— Start of PAGE EXCERPT —

Congratulations on creating the one billionth repository on GitHub
140 comments
·June 11, 2025Aachen
ash_091
A friend of mine spent an entire workday figuring out how to ensure he created the millionth ticket in our help desk. Not sure how he cracked it in the end but we had a little team party to celebrate the achievement.
This was probably fifteen years ago. I feel like working in tech was more fun back then.
deruta
I was involved in the 99,999th and the 100,000th one in my FQA days.
We were being onboarded, they were just for demo and were promptly deleted. No one cared about the Cool Numbers.
jpsouth
In my first job I raised JIRA-1337 and was pretty chuffed with myself, being on a team of young, nerdy gamer type folk. My manager not so much, they wanted to raise it (for a meme?) but I was doing actual work rather than watching numbers go up so that was quite satisfying when it was a genuine defect.
darkwater
I wonder which is the latest ID today then...
caleblloyd
Awesome! Only a little over a billion more to go before GitHub’s very own OpenAPI Spec can start overflowing int32 on repositories too, just like it already does for workflows run IDs!
bartread
The company where I did my stint as CTO I turned up, noticed they were using 32-bit integers as primary keys on one of their key tables that already had 1.3 billion rows and, at the rate they were adding them, would overflow on primary key values within months… so we ran a fairly urgent project to upgrade the IDs to 64-bit to avoid the total meltdown that would have ensued otherwise.
darkwater
Lived that with a MySQL table. The best thing is that the table was eventually dismissed (long after the migration) because the whole data model around it was basically wrong.
gchamonlive
What are the challenges of such projects? How many people are usually involved? Does it incur downtimes or significant technical challenges for either the infrastructure or the codebase?
bartread
Changing the type of the column is no big deal per se, except on a massive table it’s a non-trivial operation, BUT you also have to change the type in everything that touches it, everywhere it’s assigned or copied, everywhere it’s sent over the wire and deserialized where assumptions might be made, any tests, and on, and on. And god help you if you’ve got stuff like int.MaxValue having a special meaning (we didn’t in this context, fortunately).

— End of PAGE EXCERPT —

### WHAT TO WORK ON:
List every username that posts a comment in the thread about GitHub's billionth repository, naming each user only once, in order of first appearance. The items after the thread aren't needed.

— Start of DATA PROVIDED —

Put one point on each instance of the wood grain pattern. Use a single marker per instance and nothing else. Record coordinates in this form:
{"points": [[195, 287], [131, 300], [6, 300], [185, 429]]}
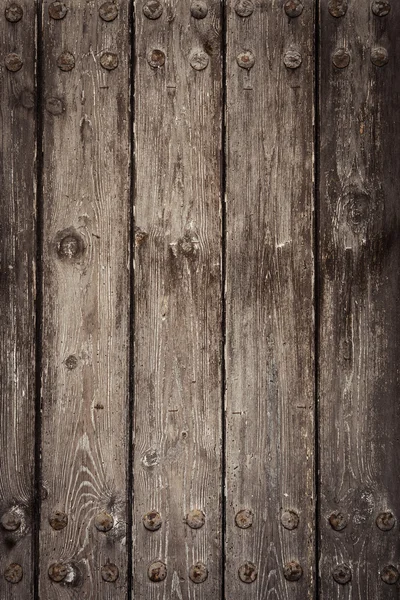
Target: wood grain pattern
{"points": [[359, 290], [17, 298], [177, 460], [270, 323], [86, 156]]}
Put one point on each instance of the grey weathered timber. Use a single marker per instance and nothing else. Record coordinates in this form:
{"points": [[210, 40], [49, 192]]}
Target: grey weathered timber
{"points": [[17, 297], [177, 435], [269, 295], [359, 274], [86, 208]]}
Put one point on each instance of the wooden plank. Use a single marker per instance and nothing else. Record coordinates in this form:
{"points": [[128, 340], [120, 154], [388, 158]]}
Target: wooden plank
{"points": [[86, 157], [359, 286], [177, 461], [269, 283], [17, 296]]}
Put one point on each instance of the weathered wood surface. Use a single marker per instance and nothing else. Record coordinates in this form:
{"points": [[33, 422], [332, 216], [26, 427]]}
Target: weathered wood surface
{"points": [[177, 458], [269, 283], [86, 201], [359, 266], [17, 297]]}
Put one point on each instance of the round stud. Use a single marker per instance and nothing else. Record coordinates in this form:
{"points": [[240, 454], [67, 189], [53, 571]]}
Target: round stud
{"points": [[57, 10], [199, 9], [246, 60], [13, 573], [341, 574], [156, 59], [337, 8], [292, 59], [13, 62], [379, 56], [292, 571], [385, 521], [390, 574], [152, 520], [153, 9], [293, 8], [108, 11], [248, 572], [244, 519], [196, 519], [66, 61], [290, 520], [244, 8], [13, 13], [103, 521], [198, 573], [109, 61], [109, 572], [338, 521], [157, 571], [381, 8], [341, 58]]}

— End of DATA PROVIDED —

### TASK OUTPUT:
ash_091, deruta, jpsouth, darkwater, caleblloyd, bartread, gchamonlive